• Instruction: Please duplicate the lines of the records from the start through the line that contains "369L487 317L493 274L473", inclusive.

• Information shown:
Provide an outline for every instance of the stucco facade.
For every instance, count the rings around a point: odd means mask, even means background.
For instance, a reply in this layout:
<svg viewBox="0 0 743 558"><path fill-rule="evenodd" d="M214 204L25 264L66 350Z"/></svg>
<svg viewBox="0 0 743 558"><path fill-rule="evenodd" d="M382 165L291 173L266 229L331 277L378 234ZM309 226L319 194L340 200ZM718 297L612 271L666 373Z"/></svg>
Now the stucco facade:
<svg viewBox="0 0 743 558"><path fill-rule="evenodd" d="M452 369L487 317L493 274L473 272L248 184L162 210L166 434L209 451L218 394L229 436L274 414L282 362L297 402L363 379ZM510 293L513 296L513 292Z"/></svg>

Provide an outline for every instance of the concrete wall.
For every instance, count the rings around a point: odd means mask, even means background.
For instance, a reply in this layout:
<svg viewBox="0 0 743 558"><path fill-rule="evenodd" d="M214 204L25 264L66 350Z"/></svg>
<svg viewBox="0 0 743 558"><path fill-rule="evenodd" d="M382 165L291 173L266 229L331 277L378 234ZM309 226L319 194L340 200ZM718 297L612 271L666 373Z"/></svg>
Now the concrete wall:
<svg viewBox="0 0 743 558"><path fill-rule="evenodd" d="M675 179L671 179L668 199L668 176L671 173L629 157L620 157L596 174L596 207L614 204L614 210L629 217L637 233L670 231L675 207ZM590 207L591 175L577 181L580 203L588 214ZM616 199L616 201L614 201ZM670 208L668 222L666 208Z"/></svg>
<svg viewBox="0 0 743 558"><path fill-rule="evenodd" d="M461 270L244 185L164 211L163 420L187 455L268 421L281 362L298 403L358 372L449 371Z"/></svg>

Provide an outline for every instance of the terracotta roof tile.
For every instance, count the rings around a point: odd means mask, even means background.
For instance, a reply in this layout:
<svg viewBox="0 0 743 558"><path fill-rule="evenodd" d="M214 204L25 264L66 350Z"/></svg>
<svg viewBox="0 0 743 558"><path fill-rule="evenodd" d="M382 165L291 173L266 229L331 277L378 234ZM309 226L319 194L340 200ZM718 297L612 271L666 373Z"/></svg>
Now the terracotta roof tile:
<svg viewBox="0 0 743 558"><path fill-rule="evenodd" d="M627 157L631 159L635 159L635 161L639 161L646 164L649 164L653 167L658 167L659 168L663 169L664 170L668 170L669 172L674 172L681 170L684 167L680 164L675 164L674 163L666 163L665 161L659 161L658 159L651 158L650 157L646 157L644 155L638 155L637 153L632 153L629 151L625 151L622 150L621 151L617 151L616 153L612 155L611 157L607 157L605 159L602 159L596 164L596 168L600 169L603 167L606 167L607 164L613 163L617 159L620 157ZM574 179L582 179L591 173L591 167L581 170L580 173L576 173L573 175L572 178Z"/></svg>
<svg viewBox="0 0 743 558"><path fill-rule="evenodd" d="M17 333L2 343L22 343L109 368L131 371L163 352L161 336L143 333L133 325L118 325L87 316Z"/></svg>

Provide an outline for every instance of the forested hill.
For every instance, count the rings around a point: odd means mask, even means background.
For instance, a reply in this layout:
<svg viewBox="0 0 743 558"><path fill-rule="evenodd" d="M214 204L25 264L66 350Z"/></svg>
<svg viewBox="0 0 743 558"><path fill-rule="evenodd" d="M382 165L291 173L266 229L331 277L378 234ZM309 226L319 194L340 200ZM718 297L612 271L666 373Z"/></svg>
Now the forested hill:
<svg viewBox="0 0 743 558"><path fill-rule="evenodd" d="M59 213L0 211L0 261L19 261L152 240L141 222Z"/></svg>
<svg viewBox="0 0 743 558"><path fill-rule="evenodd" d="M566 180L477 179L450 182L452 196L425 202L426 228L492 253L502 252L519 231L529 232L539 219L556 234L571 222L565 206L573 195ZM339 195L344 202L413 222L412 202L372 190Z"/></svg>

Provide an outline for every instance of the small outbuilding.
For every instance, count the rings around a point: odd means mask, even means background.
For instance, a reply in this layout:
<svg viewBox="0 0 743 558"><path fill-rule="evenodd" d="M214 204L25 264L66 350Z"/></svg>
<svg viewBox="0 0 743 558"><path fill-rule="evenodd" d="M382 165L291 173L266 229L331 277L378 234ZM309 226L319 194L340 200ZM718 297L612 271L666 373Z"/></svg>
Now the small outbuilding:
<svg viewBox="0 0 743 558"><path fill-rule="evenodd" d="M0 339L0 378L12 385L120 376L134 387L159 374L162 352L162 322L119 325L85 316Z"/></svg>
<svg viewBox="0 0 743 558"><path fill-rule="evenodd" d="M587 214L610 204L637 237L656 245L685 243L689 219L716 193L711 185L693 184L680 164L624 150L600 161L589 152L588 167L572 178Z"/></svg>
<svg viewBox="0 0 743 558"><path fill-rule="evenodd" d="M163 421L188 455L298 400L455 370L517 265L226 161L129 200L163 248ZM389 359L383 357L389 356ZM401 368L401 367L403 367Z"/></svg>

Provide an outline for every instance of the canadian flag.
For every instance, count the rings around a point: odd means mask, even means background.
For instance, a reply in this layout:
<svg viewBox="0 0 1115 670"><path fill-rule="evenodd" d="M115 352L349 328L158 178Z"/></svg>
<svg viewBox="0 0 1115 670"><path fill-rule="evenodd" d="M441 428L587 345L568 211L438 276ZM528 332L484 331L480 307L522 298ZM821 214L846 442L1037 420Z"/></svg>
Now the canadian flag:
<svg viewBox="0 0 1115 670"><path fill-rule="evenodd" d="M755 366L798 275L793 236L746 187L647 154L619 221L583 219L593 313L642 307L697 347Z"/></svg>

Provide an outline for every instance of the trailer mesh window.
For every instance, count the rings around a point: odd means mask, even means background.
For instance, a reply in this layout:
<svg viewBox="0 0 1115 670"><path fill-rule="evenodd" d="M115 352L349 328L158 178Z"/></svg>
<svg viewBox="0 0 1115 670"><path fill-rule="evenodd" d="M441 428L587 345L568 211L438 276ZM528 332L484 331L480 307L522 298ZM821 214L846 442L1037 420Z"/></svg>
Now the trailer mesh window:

• Solution to this task:
Provide an outline for every instance of the stucco facade.
For every instance, count the rings around a point: odd means mask, even means background.
For instance, a reply in this layout:
<svg viewBox="0 0 743 558"><path fill-rule="evenodd" d="M214 204L25 264L66 350Z"/></svg>
<svg viewBox="0 0 743 558"><path fill-rule="evenodd" d="M382 165L291 173L266 229L331 277L378 234ZM309 226L319 194L340 200ZM718 297L612 271L666 373Z"/></svg>
Now the stucco facade:
<svg viewBox="0 0 743 558"><path fill-rule="evenodd" d="M452 369L487 317L493 274L473 272L248 184L162 210L166 434L209 451L218 394L229 436L274 414L282 362L297 402L363 379ZM510 293L513 296L513 292Z"/></svg>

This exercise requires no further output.